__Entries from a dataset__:
________________

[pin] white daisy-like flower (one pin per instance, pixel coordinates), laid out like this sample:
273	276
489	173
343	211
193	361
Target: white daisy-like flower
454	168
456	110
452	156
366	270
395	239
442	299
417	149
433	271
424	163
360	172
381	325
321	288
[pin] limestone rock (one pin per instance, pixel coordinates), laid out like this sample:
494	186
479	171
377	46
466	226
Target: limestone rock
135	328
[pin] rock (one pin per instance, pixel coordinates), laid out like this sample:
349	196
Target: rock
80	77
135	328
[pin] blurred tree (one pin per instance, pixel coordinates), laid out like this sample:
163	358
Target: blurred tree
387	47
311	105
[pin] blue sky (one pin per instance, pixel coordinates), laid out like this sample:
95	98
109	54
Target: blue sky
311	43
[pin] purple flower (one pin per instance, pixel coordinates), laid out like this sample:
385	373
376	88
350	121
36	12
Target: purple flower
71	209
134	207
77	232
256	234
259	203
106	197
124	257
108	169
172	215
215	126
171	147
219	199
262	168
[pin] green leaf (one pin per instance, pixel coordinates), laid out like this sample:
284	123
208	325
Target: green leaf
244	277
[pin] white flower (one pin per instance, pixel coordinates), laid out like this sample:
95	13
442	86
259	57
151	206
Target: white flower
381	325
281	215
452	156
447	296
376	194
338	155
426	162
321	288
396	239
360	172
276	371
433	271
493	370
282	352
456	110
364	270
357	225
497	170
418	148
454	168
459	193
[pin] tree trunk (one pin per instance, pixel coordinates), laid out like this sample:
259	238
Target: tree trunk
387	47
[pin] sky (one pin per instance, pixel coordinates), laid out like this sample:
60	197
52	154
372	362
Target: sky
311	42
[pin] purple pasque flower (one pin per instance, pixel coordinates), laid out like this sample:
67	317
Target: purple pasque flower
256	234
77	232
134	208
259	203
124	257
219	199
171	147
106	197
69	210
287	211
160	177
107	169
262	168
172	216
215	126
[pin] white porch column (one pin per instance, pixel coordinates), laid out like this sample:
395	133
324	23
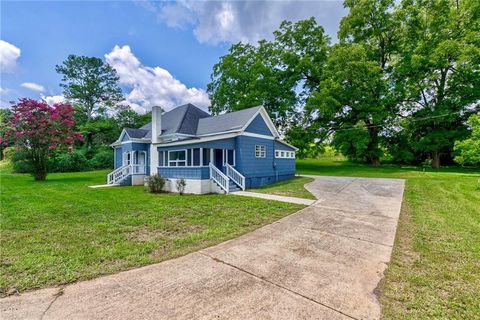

________________

__Requirement__: Edit the material above by changing every occurrence of "pixel coordinates" to "image coordinates", leaving everything else as it is. Omit the picture from your output.

__Answer below__:
[pin] white daisy-like flower (one pin per instance, image coordinates), laid out like this sample:
273	276
489	173
343	211
193	361
Target: white daisy-like flower
454	168
456	110
452	156
366	270
395	239
442	299
417	149
433	271
424	163
360	172
381	325
321	288
[pin] limestone rock (one pin per instance, image coordinates), laid out like this sample:
494	186
479	171
377	46
466	226
Target: limestone rock
135	328
[pin] rock (one pin per instance, image coordinates), laid out like this sample:
349	196
Target: rock
80	77
135	328
[pin] blurred tree (one pin per instance, image coordinates), laid out like this sample:
163	358
Target: blurred tree
387	47
311	105
[pin] blue sky (one pin per instance, image coordinates), laid out like this sample:
95	98
109	54
Target: blue sky
311	43
[pin] purple flower (one pin per instance, image coordinates), laid out like this sample:
385	373
376	88
350	121
36	12
Target: purple flower
71	209
134	207
77	232
256	234
259	203
106	197
124	257
108	169
172	215
215	126
171	147
219	199
262	168
[pin] green leaf (one pin per instance, image coordinates), laid out like this sample:
284	123
208	325
Target: green leaf
244	277
[pin] white flower (one pin per instance, image coordinates), laid out like this sample:
95	13
442	86
259	57
151	206
Target: white flower
381	325
281	215
452	156
447	296
376	194
338	155
426	162
321	288
396	239
360	172
276	371
433	271
493	370
282	352
456	110
364	270
357	225
497	170
418	148
454	168
459	193
[pin] tree trunk (one pin per instance, image coordinates), laid out like this sample:
259	238
Target: tree trunk
387	47
[pin] sky (one pin per instance, image coordinates), laid out like this sample:
60	197
52	154
372	362
Target: sky
311	42
[pin] purple pasque flower (one pin per instance, image coordinates), laid out like this sample:
67	317
Target: purple pasque flower
256	234
77	232
134	208
259	203
124	257
219	199
171	147
106	197
69	210
287	211
160	177
107	169
262	168
172	216
215	126
[pin] white porch column (one pin per instance, image coordinates), laid out like this sample:
395	133
324	23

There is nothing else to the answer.